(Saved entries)
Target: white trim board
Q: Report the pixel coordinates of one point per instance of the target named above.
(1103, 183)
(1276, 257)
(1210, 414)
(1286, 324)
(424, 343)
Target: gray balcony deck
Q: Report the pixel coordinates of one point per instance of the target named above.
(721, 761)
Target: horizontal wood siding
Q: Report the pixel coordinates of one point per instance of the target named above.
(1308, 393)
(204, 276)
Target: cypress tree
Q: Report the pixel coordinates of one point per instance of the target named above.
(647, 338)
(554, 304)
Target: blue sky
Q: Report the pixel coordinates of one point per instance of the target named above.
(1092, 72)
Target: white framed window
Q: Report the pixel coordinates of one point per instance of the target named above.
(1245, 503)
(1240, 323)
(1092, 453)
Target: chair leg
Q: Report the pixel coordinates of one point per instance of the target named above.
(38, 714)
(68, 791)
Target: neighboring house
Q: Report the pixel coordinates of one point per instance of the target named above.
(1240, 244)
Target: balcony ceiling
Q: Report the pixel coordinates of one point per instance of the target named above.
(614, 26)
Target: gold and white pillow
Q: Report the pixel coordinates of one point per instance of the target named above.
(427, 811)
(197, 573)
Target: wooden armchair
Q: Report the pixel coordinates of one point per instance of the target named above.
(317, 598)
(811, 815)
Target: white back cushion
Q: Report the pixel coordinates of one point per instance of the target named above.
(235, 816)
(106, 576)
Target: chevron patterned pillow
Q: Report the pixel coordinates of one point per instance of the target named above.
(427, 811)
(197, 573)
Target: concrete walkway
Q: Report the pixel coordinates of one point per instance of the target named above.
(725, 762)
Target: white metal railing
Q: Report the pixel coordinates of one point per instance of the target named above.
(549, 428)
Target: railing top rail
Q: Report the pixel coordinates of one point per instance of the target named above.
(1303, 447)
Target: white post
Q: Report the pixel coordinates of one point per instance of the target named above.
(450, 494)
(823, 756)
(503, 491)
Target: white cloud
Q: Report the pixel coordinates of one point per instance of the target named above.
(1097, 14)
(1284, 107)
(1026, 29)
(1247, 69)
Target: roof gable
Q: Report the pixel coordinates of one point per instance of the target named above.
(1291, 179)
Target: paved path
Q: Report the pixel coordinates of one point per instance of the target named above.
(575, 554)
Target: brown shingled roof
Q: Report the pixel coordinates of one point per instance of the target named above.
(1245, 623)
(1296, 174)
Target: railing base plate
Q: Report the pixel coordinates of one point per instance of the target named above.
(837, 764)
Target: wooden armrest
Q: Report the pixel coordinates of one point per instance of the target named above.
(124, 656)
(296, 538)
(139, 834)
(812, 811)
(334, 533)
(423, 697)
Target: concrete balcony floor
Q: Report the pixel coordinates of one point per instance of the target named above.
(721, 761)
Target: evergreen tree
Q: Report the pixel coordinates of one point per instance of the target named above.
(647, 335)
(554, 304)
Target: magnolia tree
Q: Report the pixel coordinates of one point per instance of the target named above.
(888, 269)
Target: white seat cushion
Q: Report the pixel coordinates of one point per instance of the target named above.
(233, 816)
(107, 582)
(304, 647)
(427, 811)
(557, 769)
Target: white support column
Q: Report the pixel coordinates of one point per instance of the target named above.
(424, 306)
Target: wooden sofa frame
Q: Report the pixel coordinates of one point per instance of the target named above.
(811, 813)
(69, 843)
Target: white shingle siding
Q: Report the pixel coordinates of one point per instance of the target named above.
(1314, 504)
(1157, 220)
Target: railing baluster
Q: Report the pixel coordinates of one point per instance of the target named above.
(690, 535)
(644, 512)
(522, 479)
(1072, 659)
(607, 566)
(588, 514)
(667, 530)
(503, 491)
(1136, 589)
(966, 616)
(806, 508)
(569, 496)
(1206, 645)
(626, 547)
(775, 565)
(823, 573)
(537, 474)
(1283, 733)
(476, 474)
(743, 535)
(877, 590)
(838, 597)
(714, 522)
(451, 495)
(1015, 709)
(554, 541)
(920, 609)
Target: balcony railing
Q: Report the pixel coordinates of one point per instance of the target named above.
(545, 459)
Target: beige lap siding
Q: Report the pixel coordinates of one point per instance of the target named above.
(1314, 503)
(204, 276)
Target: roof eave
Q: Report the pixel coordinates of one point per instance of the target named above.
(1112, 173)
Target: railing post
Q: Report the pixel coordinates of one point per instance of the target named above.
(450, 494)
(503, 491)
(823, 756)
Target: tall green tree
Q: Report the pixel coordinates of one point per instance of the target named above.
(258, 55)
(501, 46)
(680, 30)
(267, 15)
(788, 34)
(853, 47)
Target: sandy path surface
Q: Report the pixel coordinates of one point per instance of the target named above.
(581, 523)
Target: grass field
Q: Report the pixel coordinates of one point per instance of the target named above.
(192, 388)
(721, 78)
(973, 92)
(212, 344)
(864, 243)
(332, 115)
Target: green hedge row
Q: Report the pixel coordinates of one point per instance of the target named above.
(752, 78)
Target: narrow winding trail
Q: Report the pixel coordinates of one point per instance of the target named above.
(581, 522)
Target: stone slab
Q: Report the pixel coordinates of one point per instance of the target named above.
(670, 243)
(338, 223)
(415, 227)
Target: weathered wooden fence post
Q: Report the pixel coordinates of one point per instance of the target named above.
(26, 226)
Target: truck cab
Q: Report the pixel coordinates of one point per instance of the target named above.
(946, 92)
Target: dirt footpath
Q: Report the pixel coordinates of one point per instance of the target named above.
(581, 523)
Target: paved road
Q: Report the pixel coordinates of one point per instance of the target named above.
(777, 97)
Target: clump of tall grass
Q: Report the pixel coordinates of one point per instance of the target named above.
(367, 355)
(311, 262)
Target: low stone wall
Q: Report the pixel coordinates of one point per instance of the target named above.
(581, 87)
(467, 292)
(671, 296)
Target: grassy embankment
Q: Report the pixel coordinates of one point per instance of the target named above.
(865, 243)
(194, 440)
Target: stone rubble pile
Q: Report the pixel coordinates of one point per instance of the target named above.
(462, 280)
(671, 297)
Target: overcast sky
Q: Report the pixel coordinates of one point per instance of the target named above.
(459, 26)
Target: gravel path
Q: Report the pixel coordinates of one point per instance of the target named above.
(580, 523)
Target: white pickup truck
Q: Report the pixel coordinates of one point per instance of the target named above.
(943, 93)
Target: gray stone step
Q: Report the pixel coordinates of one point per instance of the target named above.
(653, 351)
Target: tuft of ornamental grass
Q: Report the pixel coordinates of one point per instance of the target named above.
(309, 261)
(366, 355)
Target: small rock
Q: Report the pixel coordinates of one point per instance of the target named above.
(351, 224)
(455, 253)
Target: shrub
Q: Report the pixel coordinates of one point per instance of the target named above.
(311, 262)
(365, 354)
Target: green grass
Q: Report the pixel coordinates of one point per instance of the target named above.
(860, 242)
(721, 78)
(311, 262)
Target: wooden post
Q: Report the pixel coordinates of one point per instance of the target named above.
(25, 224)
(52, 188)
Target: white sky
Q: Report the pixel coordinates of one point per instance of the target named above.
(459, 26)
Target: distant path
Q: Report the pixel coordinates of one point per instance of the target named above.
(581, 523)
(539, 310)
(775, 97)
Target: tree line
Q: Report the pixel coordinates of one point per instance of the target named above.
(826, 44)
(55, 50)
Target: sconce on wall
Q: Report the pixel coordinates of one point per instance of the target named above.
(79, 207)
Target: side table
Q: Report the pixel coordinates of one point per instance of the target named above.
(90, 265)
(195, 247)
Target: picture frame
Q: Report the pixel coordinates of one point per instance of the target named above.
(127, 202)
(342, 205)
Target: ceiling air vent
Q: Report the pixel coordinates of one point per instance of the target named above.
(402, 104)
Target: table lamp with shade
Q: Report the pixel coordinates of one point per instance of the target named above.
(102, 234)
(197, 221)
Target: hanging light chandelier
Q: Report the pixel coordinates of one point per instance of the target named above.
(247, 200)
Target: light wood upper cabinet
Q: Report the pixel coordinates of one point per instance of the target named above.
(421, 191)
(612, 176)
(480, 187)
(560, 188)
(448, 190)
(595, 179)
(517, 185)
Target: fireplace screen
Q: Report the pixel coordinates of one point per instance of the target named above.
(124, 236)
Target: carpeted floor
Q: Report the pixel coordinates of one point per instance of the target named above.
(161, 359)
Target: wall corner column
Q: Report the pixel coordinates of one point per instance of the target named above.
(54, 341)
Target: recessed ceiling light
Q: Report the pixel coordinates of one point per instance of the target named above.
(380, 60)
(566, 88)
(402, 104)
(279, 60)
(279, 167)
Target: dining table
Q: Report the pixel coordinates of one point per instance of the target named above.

- TASK TO CARRY OUT -
Copy each line above that has the word "gray".

- THE COMPLETED TASK -
Target: gray balcony deck
Target: gray stone step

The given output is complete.